— Start —

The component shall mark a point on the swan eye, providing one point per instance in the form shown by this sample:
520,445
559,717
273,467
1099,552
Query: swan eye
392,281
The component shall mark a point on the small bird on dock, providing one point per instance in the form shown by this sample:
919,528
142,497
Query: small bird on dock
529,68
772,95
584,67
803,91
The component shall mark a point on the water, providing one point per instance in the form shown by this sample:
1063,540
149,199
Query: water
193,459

— End —
— Start —

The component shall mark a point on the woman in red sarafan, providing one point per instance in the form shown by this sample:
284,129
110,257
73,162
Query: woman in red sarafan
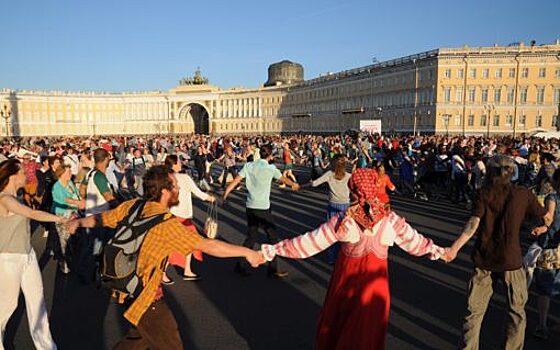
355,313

— End —
— Start —

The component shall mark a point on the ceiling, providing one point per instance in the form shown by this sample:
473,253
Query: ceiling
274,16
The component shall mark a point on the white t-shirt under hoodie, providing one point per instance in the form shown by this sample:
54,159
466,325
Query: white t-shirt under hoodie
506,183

— End —

## WRITTEN EXERCISE
List every line of the material that contains the string "under", matching case exactly.

## CORRECT ANSWER
The component shall mark a point on the white t-shirt under hoodie, providing one point per instance in the form shown by this sample:
Query: white t-shirt under hoodie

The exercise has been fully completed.